Selected passage START

Teeter recorded many morphonemic processes that Wiyot words and phrases undergo. A few are listed below.

Aspirated stops, such as /[pʰ]/ and /[kʰ]/, undergo deaspiration when in word-final position. Thus, in the word hutóphahl, tóph, meaning 'spruce root' is aspirated, /[tɑpʰ]/; when the same morpheme appears in isolation, though, it is articulated without the final aspiration, /[tɑp]/.

When any element ending in //o// is followed by another element beginning in //b// or //w//, //la// is inserted. In the example kado-la-wal-áh, 'I don't see it', la follows the negating element kado, and itself conveys no meaning.

When any two vowels, or any three consonants that cannot occur as a phonological cluster, are combined due to morphological construction, the general tendency is for the second element to be eliminated. This is not true in the case of a laryngeal combining with a consonant cluster, in that order. In such a situation, the initial laryngeal element is eliminated.

==Morphology==
Wiyot is a highly synthetic, agglutinative language. Words or, more specifically, accent phrases, are formed by joining stems and affixes. Wiyot employs both prefixation and suffixation, meaning that affixes appear both before and after stems. Both verb and noun forms are constructed this way, though the particulars of each system are different.

===Stems===
Stems are non-affixal morphemes, and can appear individually or as compounds. For example, thig-, meaning 'out', can appear as the only stem of a given word, or be joined to another stem, such as -atol, 'go'. Their compound, thigatol-, 'go out', is also a stem.

Stems are either initial or medial. Initial stems may appear, as their name implies, as the first or only stems in a given word. Most stems belong to this class. thig-, for example, is the initial stem in the above-mentioned compound thigatol-. All initial stems start with a consonant.

Medial stems may not appear as the initial or sole stem in a word, and therefore must be combined with an initial. Medials, such as -atol, always begin with a vowel. Medial stems may also occur as the second member of a compound with a special initial l-. This compound has essentially the same meaning as the medial itself. For example, the medial -athohl, meaning 'throw' or 'jump', can appear with an initial 'l-' as lathohl-, meaning 'throw'.

===Affixes===
Wiyot affixes are classified as either derivational, inflectional or syntactic.

Derivational affixes are attached to stems and serve to classify them. Together, stems and derivational affixes form 'themes', which can be further modified by inflectional and syntactic affixes.

Selected passage END
Supplied entries START

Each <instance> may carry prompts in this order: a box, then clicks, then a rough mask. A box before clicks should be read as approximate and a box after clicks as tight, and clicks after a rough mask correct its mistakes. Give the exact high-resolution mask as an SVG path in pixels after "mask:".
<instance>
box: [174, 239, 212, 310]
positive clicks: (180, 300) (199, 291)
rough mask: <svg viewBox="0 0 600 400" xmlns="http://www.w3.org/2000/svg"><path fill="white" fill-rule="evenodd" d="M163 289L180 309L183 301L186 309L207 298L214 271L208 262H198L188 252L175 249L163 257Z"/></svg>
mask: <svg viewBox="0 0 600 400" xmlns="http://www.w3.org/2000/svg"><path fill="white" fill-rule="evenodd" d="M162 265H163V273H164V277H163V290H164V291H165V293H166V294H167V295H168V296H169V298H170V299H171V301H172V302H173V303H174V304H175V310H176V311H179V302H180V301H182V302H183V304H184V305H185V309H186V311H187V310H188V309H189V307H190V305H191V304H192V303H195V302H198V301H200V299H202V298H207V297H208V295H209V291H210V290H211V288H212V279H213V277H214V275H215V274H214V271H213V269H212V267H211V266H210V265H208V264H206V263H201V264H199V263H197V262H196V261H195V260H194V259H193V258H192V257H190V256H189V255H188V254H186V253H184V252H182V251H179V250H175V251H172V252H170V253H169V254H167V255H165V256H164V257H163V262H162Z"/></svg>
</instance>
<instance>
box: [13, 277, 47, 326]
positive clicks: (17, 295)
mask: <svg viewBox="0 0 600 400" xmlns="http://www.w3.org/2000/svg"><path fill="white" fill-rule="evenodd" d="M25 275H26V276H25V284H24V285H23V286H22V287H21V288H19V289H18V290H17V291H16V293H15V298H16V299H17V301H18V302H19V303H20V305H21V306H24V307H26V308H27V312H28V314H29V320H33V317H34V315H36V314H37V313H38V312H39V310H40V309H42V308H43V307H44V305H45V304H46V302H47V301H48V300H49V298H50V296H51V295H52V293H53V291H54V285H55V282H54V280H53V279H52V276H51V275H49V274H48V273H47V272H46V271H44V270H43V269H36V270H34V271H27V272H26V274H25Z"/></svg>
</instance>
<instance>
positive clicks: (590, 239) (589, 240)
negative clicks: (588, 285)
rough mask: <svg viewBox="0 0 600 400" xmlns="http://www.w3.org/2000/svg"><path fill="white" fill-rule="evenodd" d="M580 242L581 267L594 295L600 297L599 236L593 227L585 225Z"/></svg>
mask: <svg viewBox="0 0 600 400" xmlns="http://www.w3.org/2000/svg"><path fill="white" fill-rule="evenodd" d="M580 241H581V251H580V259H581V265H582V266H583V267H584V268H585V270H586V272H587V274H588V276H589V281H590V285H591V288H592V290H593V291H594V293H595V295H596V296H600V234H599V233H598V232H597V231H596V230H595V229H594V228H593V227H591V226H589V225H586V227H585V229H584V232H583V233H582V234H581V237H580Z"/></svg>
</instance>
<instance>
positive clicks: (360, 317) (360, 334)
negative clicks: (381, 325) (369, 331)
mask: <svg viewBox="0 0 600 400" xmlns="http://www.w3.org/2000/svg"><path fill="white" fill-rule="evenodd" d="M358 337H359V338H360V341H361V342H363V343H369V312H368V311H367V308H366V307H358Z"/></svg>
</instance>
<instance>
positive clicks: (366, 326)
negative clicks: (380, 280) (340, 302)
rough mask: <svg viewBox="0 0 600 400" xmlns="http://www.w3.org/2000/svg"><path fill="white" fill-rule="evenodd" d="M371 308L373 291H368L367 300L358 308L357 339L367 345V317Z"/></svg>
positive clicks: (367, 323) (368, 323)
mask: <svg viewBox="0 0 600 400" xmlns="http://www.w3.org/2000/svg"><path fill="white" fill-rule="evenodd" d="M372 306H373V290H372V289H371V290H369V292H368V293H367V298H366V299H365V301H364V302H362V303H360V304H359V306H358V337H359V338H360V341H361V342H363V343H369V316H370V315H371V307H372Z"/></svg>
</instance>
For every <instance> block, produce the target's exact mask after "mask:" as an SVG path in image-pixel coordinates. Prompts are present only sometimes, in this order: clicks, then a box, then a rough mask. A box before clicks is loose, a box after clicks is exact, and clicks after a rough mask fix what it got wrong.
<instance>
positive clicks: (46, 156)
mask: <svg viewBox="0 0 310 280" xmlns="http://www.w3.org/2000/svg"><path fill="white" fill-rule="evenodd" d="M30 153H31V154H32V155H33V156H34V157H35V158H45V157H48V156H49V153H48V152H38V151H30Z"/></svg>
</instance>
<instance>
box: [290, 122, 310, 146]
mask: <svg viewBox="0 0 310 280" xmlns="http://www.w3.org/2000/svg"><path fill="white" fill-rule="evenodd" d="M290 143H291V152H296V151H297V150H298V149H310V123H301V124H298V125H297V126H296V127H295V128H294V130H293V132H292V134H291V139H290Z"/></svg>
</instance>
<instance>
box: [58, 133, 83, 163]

Supplied entries END

* **Problem statement**:
What comes next in the passage on Wiyot sound changes and word formation? Write the continuation, starting after its final sentence. The records have no connection to the Wiyot passage.

* **Output**:
The stem rakh-, meaning 'laugh', may take the derivational affix -ohw and become rakhohw-, or 'laugh at'. Thus, -ohw serves to create an impersonal transitive verb theme with rakh- as the stem. There are many derivational affixes, most of which correspond to a complicated set of rules: stems can belong to one of eleven categories that determines which set of derivational affixes it may take. Therefore, to form an impersonal transitive verb theme like rakhohw, for example, there are 10 other possible affixes that occur with stems from other categories. Furthermore, certain derivational affixes occur only when affixed to specific stems.

Inflectional affixes encode the subject and object of the theme. Wiyot makes a sharp distinction between definite and indefinite subjects, and each of these classes has its own set of inflectional affixes. Certain classes of Wiyot verbs can also take benefactive and instrumental affixes. The benefactive characterizes the verb as being done to a third person object for the benefit of a second object. Instrumental affixes convey that action is performed using a device of some kind. Instrumental and benefactive affixes directly encode for the subject of the verb and thus do not appear with inflectional affixes for subject. Therefore, the most inflectional affixes a verb can possibly take is three.
Inflectional affixes can be either terminal or nonterminal in nature. Terminal affixes, when added to verb or noun themes, can complete words, while nonterminal affixes require additional affixation.
The noun form rakhóhwalił, meaning 'he/she laughs at me', contains two inflectional affixes that modify the verb form rakhohw- shown above: -al is the nonterminal suffix that encodes a first person object, and -ił is the terminal suffix for a third person subject.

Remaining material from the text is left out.